*DIRECTIVE 1:*
Please repeat word for word the part of the passage on the city's bond sale starting with "Fitch Ratings has" and going on through "Republican Bruce Rauner.".
*DIRECTIVE 2:*
In the passage on the city's bond sale, what rating does Kroll Bond Rating Agency give the city?

*QUOTED TEXT:*
The most pressing concern is dealing with $28 billion of unfunded pension liabilities that will require a $280 million payment spike for public safety contributions next year and then another $310 million two years later.
If approved Wednesday, the city will distribute a preliminary offering statement Friday and then begin investor outreach. The city will provide updates to Fitch Ratings, Kroll Bond Rating Agency, and S&P Global Ratings. It does not seek ratings from Moody’s Investors Service which rates the city at junk-level Ba1.
Fitch Ratings has the city at BBB-minus with a stable outlook. S&P Global Ratings rates the city at BBB-plus and stable. Kroll Bond Rating Agency rates the city A with a stable outlook.
Barclays will run the books on the new money deal that will finance 2018 and 2019 capital projects with a portion paying off commercial paper that provided interim financing.
The city’s financial landscape has brightened compared to its last GO deal in January 2017 with progress on pension funding, its budget deficit, one rating upgrade, and stable rating outlooks. Chicago Public Schools is also now on more stable fiscal footing and the city is likely to enjoy a more friendly relationship with the new Democratic governor, J.B. Pritzker, after a combative one with his predecessor, Republican Bruce Rauner.

*SUPPLIED RECORDS:*
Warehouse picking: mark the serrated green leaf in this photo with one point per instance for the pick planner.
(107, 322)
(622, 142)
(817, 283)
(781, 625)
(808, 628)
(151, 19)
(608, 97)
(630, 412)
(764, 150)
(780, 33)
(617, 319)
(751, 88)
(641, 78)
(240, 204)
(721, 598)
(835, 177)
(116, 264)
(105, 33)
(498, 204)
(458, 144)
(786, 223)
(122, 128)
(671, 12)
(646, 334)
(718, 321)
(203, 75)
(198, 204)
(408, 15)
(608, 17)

*WRITTEN REPLY 1:*
Fitch Ratings has the city at BBB-minus with a stable outlook. S&P Global Ratings rates the city at BBB-plus and stable. Kroll Bond Rating Agency rates the city A with a stable outlook.
Barclays will run the books on the new money deal that will finance 2018 and 2019 capital projects with a portion paying off commercial paper that provided interim financing.
The city’s financial landscape has brightened compared to its last GO deal in January 2017 with progress on pension funding, its budget deficit, one rating upgrade, and stable rating outlooks. Chicago Public Schools is also now on more stable fiscal footing and the city is likely to enjoy a more friendly relationship with the new Democratic governor, J.B. Pritzker, after a combative one with his predecessor, Republican Bruce Rauner.

*WRITTEN REPLY 2:*
A, with a stable outlook.